Task directions =>
Copy every record below, exactly as written.

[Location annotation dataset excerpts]
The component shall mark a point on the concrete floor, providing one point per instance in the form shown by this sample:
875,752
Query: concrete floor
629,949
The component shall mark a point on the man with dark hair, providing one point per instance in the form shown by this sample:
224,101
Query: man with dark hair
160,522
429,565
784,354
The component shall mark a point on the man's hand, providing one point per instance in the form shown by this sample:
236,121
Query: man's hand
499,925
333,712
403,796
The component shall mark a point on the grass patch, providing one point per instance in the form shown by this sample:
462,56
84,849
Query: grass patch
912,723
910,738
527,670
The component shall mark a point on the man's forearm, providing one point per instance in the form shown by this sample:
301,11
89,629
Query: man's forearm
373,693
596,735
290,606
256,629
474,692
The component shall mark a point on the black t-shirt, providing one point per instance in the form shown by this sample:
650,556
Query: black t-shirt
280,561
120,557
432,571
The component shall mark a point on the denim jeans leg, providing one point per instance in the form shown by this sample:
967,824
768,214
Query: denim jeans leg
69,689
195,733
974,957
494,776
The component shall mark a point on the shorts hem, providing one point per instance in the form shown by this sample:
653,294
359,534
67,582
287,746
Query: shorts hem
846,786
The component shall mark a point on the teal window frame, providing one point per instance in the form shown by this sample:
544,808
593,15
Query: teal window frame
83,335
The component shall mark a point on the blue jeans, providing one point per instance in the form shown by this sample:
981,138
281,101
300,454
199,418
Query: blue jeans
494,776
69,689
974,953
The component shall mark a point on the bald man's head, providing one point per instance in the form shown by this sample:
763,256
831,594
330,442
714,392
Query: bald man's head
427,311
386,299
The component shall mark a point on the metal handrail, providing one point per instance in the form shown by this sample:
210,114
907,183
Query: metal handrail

Written answer =>
The component shall mark a point on the concrete floor, providing one point per instance in the form shown by this sample:
875,752
Query: concrete floor
629,949
The component shall mark a point on the man with dark hair, providing one point per instance in the form shown by this sample:
224,101
Query: man with dark hair
160,522
429,565
784,354
The component shall mark a point on the man's hand, providing one point per instance in the form shown by this sample:
236,121
Query: man's hand
499,925
333,712
403,796
The component shall mark a point on the grass patch, providing one point per instance in the form shown by this sample:
462,56
84,849
Query: grass patch
912,723
910,738
527,670
The component shall mark a point on the man's forearm, providing one point per instance in the form shown by this sample:
301,11
89,629
Query: man's forearm
373,693
596,735
290,606
256,629
474,692
The component shall mark a point on the black t-shirt, providing one point per instance in the form shown by this sample:
650,556
Query: black t-shirt
280,561
120,557
432,571
The component shall mark a point on the denim jeans leg, providing one point per instance in the form shown by this sample:
967,824
768,214
Query: denim jeans leg
69,689
195,733
974,957
494,776
The component shall mark a point on the shorts hem, providing one point per instance in the form shown by this sample:
653,294
359,534
67,582
287,746
Query: shorts hem
846,786
The component shall mark a point on the teal window frame, providing one point per instance in the form shown by this sample:
544,808
593,15
Query: teal window frame
83,335
The component shall mark a point on the blue jeans, providing one point per instance in the form shown by this sample:
981,138
281,101
300,454
199,418
Query: blue jeans
494,776
69,689
974,953
The component shall mark a point on the bald man's head, providing one point per instance in the form shown by this sample:
763,256
831,594
330,442
714,392
Query: bald man's head
427,311
386,299
The component shall mark a point on the metal handrail, providing one point per instance in the form shown by this sample:
210,114
907,183
Query: metal handrail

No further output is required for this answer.